+++ SUPPLIED MATERIAL
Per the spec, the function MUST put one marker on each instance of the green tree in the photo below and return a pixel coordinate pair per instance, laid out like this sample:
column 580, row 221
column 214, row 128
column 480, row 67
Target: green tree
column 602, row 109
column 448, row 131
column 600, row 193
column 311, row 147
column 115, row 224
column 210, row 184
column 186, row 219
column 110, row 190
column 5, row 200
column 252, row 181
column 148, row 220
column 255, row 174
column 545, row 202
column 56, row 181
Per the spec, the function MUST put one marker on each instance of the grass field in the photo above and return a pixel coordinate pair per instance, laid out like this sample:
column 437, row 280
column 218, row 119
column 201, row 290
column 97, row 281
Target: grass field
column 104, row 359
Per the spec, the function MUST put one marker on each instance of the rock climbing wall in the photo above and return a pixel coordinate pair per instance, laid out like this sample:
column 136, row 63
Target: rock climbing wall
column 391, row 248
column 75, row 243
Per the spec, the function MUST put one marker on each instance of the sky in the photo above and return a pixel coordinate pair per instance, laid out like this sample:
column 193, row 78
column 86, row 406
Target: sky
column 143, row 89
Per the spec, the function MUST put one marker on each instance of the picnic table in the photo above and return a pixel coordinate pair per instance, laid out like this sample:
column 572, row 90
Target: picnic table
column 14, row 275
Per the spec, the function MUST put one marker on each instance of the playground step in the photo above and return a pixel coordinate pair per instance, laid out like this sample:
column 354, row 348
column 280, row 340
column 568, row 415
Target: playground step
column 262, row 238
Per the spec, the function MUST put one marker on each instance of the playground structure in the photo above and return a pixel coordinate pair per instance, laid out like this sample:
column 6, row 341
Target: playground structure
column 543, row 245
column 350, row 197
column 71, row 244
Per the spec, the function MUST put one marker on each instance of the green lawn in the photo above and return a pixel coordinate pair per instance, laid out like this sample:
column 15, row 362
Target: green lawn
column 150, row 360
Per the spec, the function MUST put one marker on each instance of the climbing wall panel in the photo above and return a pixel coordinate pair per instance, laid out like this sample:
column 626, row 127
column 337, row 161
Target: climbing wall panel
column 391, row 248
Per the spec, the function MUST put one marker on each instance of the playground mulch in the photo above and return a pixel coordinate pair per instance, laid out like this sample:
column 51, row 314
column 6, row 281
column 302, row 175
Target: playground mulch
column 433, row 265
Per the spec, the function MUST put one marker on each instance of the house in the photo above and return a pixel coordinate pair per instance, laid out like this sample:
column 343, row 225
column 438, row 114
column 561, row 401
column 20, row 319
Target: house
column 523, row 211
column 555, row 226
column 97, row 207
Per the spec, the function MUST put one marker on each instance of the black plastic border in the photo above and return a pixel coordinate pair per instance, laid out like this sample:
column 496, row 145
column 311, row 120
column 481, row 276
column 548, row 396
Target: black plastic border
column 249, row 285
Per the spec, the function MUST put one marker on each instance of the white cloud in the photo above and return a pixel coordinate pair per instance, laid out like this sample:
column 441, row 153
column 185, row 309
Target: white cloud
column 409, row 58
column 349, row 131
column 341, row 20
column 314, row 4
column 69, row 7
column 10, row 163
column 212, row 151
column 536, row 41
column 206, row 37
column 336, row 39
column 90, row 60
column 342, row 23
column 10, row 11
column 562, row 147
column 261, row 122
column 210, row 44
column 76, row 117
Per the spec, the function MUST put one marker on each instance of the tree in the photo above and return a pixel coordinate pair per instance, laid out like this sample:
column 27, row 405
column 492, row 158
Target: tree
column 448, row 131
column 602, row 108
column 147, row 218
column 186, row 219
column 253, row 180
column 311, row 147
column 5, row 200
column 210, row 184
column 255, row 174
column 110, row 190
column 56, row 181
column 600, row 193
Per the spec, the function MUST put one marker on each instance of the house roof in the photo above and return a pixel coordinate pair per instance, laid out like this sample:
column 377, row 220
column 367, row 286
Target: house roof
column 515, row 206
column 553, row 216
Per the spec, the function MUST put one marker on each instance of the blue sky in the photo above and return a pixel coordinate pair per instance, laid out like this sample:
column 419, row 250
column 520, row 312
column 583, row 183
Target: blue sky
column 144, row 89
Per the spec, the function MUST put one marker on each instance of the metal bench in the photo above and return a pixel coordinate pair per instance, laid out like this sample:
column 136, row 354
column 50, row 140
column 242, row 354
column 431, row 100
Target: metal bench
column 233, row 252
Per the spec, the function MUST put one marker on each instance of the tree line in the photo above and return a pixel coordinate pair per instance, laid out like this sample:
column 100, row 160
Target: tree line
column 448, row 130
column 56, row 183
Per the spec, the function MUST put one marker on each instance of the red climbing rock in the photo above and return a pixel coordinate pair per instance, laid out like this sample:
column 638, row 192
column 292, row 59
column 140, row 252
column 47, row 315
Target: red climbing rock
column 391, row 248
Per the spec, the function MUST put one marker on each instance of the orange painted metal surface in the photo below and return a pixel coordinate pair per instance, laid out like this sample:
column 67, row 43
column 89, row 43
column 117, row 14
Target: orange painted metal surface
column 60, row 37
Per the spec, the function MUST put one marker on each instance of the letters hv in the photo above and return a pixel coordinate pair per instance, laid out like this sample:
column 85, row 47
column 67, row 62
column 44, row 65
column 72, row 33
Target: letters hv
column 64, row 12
++++++
### WHAT THE TASK REQUIRES
Each line of the data above must be restated word for word.

### RESPONSE
Per the spec, the function MUST put one marker on each instance of the green tree in the photo below and return a pixel coordinate pair per instance, laid out like this sample:
column 580, row 221
column 214, row 128
column 480, row 67
Target: green tree
column 602, row 109
column 448, row 131
column 600, row 193
column 311, row 147
column 115, row 224
column 210, row 184
column 186, row 219
column 110, row 190
column 5, row 200
column 252, row 181
column 148, row 220
column 255, row 174
column 545, row 202
column 56, row 181
Per the spec, the function MUST put one marker on each instance of the grass field in the photo above and return a pixel coordinate pair per instance, laid out like this sample:
column 437, row 280
column 218, row 119
column 201, row 290
column 97, row 281
Target: grass field
column 104, row 359
Per the spec, the function MUST put one marker on each instance of the rock climbing wall in the photo above and return a pixel coordinate pair per instance, laid out like this sample:
column 136, row 63
Target: rock climbing wall
column 391, row 248
column 75, row 243
Per the spec, the function MUST put one marker on each instance of the sky in the photo above and return a pixel coordinate pair per instance, laid out like this sample:
column 193, row 78
column 86, row 406
Target: sky
column 143, row 89
Per the spec, the function MUST put one marker on each instance of the picnic table in the photo above and return a pixel coordinate pair per instance, laid out like this sample:
column 572, row 90
Target: picnic table
column 14, row 275
Per the spec, the function MUST put one marker on each instance of the playground step in the photo above and return a pixel coordinate pair per instance, laid out like this sample:
column 354, row 348
column 280, row 340
column 568, row 415
Target: playground step
column 262, row 238
Per the spec, the function MUST put one marker on each instance of the playground structure in the photo above and return a pixel coordinate pair per instance, laid out like this sample:
column 6, row 341
Target: playground structure
column 543, row 245
column 350, row 197
column 71, row 244
Per the spec, the function MUST put one marker on each instance of the green lawn in the photo above and return a pixel coordinate pair per instance, laid out like this sample:
column 15, row 362
Target: green lawn
column 150, row 360
Per the spec, the function MUST put one marker on each instance of the climbing wall panel in the photo above and return a pixel coordinate pair per instance, laid out like this sample:
column 626, row 127
column 337, row 161
Target: climbing wall panel
column 391, row 248
Per the spec, the function MUST put one marker on each instance of the playground mulch in the photo above and return a pixel coordinate pair per instance, laid out like this sample:
column 51, row 314
column 6, row 281
column 302, row 175
Target: playground mulch
column 433, row 265
Per the spec, the function MUST put one marker on each instance of the house in the photo above and return a pixel coordinate pair per instance, laid out like this sample:
column 343, row 225
column 438, row 114
column 561, row 401
column 20, row 319
Target: house
column 523, row 211
column 555, row 226
column 97, row 207
Per the spec, the function MUST put one marker on each instance of the black plastic border in the photo above and return a pixel coordinate pair per instance, laid out like this sample:
column 496, row 145
column 311, row 120
column 481, row 276
column 548, row 396
Target: black plastic border
column 249, row 285
Per the spec, the function MUST put one marker on each instance of the white cloud in the photo above and return a pixel coordinate pair per instance, laid out like this sample:
column 441, row 153
column 185, row 309
Target: white cloud
column 409, row 58
column 349, row 131
column 341, row 20
column 314, row 4
column 69, row 7
column 10, row 163
column 212, row 151
column 536, row 41
column 206, row 37
column 336, row 39
column 90, row 60
column 342, row 23
column 10, row 11
column 562, row 147
column 261, row 122
column 210, row 44
column 76, row 117
Per the spec, the function MUST put one marker on each instance of the tree in the photo above and return a pixel coordinate pair per instance, laid out like this sample:
column 27, row 405
column 492, row 158
Target: tree
column 448, row 131
column 602, row 108
column 147, row 218
column 186, row 219
column 253, row 180
column 311, row 147
column 5, row 200
column 210, row 184
column 255, row 174
column 110, row 190
column 56, row 181
column 600, row 193
Per the spec, the function MUST put one marker on each instance of the house roof in the photo above and return a pixel coordinate pair per instance, laid out like this sample:
column 377, row 220
column 367, row 286
Target: house roof
column 515, row 206
column 553, row 216
Per the spec, the function MUST put one marker on each instance of the blue sky in the photo above and return a pixel coordinate pair per instance, laid out like this sample:
column 419, row 250
column 520, row 312
column 583, row 183
Target: blue sky
column 144, row 89
Per the spec, the function MUST put one marker on each instance of the metal bench in the photo above and return a pixel coordinate pair per instance, laid out like this sample:
column 136, row 354
column 50, row 140
column 242, row 354
column 431, row 100
Target: metal bench
column 233, row 252
Per the spec, the function MUST put one marker on each instance of the tree line in the photo above and return a pixel coordinate pair per instance, laid out like this sample:
column 100, row 160
Target: tree line
column 448, row 130
column 56, row 183
Per the spec, the function MUST put one marker on each instance of the red climbing rock in the photo above and return a pixel coordinate pair per instance, laid out like this sample:
column 638, row 192
column 292, row 59
column 140, row 252
column 47, row 315
Target: red climbing rock
column 391, row 248
Per the spec, the function MUST put one marker on each instance of the orange painted metal surface in the photo below and return a pixel coordinate pair per instance, laid out like this sample:
column 67, row 43
column 89, row 43
column 117, row 14
Target: orange painted metal surface
column 60, row 37
Per the spec, the function MUST put one marker on each instance of the letters hv in the photo above and return a pixel coordinate pair per instance, laid out like this sample:
column 85, row 47
column 67, row 62
column 44, row 65
column 72, row 33
Target: letters hv
column 64, row 12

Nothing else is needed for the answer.